## DATA EXTRACT
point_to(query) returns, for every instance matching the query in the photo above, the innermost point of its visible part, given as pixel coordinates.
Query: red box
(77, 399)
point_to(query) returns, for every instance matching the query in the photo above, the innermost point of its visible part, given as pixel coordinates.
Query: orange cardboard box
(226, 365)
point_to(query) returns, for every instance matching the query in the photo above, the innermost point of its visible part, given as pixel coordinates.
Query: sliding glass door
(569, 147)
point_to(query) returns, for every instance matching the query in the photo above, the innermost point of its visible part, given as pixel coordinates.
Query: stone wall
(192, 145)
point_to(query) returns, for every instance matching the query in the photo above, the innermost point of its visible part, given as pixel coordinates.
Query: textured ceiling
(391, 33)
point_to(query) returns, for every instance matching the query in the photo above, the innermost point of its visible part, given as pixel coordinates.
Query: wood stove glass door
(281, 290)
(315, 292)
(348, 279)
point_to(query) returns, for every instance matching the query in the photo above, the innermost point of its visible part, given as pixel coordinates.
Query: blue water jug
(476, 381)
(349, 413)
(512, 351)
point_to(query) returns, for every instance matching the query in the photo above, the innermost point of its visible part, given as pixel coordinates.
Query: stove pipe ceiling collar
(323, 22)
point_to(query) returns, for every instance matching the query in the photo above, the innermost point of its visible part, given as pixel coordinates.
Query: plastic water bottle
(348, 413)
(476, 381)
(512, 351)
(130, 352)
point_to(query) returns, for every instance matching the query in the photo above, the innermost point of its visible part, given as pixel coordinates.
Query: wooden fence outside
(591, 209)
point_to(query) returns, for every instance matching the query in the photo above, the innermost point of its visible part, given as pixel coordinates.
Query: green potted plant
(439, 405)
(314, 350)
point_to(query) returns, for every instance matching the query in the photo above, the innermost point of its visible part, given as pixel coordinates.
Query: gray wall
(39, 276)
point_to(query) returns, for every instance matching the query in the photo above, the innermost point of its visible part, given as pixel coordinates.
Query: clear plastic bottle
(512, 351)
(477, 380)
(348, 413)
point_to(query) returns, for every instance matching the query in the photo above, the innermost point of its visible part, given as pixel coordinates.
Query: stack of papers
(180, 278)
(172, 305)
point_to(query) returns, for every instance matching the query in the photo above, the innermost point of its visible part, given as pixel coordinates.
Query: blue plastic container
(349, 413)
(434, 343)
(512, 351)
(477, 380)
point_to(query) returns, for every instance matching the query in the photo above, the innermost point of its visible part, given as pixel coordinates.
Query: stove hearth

## WHAT TO PRODUCE
Output the lines from the one with "Query: green potted plant" through the end of the records above, exactly, including both ends, and nothing besides.

## TASK SOLUTION
Query: green potted plant
(439, 405)
(314, 350)
point_to(query) returns, for every instance matching the query in the photo above, the innermost point of its visible part, given as pixel coordinates.
Query: gray wall
(39, 276)
point_to(query) returns, for every instance matching the query in the photo above, the innermost point of its visible part, given as pixel coordinates.
Query: clear plastic bottle
(512, 351)
(477, 380)
(348, 413)
point_to(query) returns, for every instance matching the query in the photo above, the innermost point of its visible part, given as pixel coordinates.
Query: stack of papers
(180, 278)
(172, 305)
point_to(query) returns, for every instance matching the query in the photo above, the innermost point of its visible part, given as pixel coordinates.
Query: blue plastic container
(349, 413)
(434, 343)
(512, 351)
(477, 380)
point_to(query) returns, for every instance matching the query in the photo above, the innermost point of its visible part, given as pixel coordinates.
Query: stove hearth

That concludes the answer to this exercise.